▸ İncelenen Metin
════════════════

Kodein Eldesi (Iorga ve Guillou, 2008)
Iorga ve Guillou, temel adımlar olarak bir lakton açılması/Michael ekleme dizisi ve bir Eschenmoser-Claisen yeniden düzenlemesi ile rasemik kodeine sentezi için yeni bir yol sundular.[15] Metoksifenilasetik asidin indirgenmesi ve ardından etilen glikol ile ketalizasyon yoluyla erişilebilen başlangıçta görülen asit, 2-iyodo-6-metoksifenol (C7H7IO2C_7H_7IO_2) ile esterleştirildi.
İşlemler sonucunda kodein, yaklaşık %0,6'lık bir toplam verimle 17 adımda elde edildi.
Kodein Sentezi (Stork, 2009)
Stork'un stratejisi, anahtar adım olarak morfinin B- ve C-halkasını oluşturmak için bir benzofuranın Diels-Alder siklo-ilave (İng: "cycloaddition") reaksiyonunu içerir. Reaksiyon dizisi, iyodoizovanillin ketalizasyonu ile başlar.[16]
Tebainden Morfin Sentezi
Bu dört yöntem dışında da pek çok morfin sentezi yöntemi vardır. Afyondan morfinin izolasyonu için tipik olarak kullanılan iki ana prosedür Güney Doğu Asya'da daha yaygın olan kireç yöntemi ve Batı Asya'da daha yaygın olan amonyak yöntemidir. Birçok yoldan biriyle elde edilen morfinin asetik anhidrat tarafından asetilasyonu ile de eroin elde edilir.
Eroinde "Türk Yöntemi"
Avrupa ve Kuzey Amerika'daki çoğu eyalette toksikolojik veriler ve ilaç bileşimi yakından takip edilirken, eroin hazırlama yöntemlerinin etkisi bilimsel literatürde nadiren araştırılır ve mevcut bilgilerin çoğu tüketici görüşmeleri yoluyla sağlanır.
Eroin hazırlama raporlarının çoğu, eroin tozunun bir asitle karıştırılması, su veya fizyolojik salin eklenmesinden oluşan "standart" yönteme odaklanır. Lüksemburg Şehrindeki Abrigado uyuşturucu tüketim odasında yapılan görüşmeler ve tartışmalar sırasında bildirildiğine göre; eroin tüketicilerinin yaklaşık üçte biri, birçok durumda ve hatta yalnızca "Türk yöntemi" olarak adlandırılan alternatif bir hazırlama yönteminin kullanmaktadır.
Standart yöntemin aksine, Türk yönteminde, ilk adımda numuneye su veya tuzlu su çözeltisi eklenmez. Asitli eroin tozu, ilk kabarcıklar görünene ve koyu kahverengiye dönene kadar çakmakla ısıtılır. Daha sonra salin solüsyonu eklenir ve karışım optimal çözünmesi için kısa süreliğine tekrar ısıtılır.

════════════════

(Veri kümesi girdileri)
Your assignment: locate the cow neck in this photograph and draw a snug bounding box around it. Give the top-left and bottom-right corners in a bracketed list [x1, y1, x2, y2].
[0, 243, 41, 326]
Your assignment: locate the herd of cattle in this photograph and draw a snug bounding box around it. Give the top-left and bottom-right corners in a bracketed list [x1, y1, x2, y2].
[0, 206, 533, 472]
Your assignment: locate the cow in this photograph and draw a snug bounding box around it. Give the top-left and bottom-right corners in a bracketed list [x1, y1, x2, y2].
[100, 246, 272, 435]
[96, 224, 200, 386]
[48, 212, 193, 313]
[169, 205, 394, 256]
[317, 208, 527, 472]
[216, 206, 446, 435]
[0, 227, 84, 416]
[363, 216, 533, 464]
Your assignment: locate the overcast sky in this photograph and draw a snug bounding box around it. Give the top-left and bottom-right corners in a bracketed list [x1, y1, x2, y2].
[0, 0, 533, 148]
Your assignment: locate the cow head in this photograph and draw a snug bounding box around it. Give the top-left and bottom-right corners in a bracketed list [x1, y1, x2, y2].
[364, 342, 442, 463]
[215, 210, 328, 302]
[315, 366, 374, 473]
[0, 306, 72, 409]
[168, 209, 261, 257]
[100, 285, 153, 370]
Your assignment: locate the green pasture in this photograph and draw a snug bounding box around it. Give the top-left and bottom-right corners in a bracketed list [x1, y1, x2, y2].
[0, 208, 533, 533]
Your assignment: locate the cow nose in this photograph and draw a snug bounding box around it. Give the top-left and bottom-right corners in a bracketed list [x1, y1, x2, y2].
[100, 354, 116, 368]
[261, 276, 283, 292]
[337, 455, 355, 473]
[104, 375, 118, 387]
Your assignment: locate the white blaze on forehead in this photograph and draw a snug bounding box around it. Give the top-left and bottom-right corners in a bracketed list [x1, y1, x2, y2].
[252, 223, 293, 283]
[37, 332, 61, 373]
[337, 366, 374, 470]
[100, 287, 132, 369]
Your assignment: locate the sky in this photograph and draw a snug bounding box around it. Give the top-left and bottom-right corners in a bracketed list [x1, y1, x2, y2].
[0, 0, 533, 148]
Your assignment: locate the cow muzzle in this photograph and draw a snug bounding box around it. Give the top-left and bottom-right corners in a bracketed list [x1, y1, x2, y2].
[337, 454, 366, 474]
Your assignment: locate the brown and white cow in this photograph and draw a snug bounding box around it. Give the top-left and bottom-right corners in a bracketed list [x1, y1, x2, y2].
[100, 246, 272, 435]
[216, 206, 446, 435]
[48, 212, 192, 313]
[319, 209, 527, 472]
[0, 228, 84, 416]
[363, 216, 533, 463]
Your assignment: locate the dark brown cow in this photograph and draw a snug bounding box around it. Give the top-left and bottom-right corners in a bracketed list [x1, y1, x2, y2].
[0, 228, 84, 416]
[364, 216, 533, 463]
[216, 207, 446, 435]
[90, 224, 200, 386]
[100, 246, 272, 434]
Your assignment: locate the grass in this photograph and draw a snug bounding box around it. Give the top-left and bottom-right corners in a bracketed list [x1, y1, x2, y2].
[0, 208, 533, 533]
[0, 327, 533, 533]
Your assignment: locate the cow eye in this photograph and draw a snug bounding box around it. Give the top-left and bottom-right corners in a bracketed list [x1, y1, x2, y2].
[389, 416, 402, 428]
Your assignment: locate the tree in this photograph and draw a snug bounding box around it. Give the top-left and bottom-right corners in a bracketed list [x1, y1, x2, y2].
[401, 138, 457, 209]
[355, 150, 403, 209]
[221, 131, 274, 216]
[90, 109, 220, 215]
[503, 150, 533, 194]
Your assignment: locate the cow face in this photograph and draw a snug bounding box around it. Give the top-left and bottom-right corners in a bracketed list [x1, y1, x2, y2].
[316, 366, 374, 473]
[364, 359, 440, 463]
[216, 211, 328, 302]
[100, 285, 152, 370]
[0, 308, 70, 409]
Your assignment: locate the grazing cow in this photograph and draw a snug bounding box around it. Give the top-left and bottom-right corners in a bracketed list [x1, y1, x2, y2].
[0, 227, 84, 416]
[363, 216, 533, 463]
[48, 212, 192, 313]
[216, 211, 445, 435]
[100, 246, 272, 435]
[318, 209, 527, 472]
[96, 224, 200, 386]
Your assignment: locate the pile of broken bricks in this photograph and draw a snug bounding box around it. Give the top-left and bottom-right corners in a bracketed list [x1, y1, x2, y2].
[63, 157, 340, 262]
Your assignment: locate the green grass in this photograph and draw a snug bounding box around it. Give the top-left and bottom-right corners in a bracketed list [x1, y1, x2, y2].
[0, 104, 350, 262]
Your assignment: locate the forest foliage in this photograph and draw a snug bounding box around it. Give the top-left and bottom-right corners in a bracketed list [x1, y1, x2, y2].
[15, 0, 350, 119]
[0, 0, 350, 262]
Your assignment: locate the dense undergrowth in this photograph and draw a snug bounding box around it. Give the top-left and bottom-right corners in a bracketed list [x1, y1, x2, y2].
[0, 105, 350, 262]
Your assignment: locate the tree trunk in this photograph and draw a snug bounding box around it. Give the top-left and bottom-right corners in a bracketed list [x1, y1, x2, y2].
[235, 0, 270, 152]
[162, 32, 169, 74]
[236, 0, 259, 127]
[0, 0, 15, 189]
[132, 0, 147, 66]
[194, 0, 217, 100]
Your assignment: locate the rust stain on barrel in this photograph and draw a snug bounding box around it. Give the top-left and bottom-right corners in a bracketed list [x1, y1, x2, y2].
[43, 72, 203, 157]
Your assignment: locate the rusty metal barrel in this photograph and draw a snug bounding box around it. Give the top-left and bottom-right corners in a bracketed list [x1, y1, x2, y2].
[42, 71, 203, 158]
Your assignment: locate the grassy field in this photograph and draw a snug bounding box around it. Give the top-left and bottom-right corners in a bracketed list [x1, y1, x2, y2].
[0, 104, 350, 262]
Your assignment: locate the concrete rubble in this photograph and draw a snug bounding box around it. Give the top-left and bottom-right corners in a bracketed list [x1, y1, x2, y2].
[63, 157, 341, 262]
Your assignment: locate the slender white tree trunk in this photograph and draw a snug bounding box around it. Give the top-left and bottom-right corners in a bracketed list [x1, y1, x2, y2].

════════════════

▸ Yapılacak Çalışmalar
A – Aşağıdaki ifadelerin incelenen metinle uyuşup uyuşmadığını evet ya da hayır ile belirtin ve her yanıtı destekleyen sözleri metinden değiştirmeden alıntılayın. (i) Iorga ve Guillou'nun yolunda kodein, yaklaşık %0,6'lık toplam verimle 17 adımda elde edilmiştir. (ii) Stork'un reaksiyon dizisi bir Eschenmoser-Claisen yeniden düzenlemesiyle başlar. (iii) Kireç yöntemi Batı Asya'da daha yaygındır.
B – İncelenen metinde "Iorga ve Guillou, temel" sözlerinden "adımda elde edildi." sözlerine kadar uzanan bölümü hiçbir değişiklik yapmadan yazıya geçirin.

▸ Yanıtlarınız
A –
(i) Evet: "kodein, yaklaşık %0,6'lık bir toplam verimle 17 adımda elde edildi"
(ii) Hayır: "Reaksiyon dizisi, iyodoizovanillin ketalizasyonu ile başlar."
(iii) Hayır: "Güney Doğu Asya'da daha yaygın olan kireç yöntemi"

B –
Iorga ve Guillou, temel adımlar olarak bir lakton açılması/Michael ekleme dizisi ve bir Eschenmoser-Claisen yeniden düzenlemesi ile rasemik kodeine sentezi için yeni bir yol sundular.[15] Metoksifenilasetik asidin indirgenmesi ve ardından etilen glikol ile ketalizasyon yoluyla erişilebilen başlangıçta görülen asit, 2-iyodo-6-metoksifenol (C7H7IO2C_7H_7IO_2) ile esterleştirildi.
İşlemler sonucunda kodein, yaklaşık %0,6'lık bir toplam verimle 17 adımda elde edildi.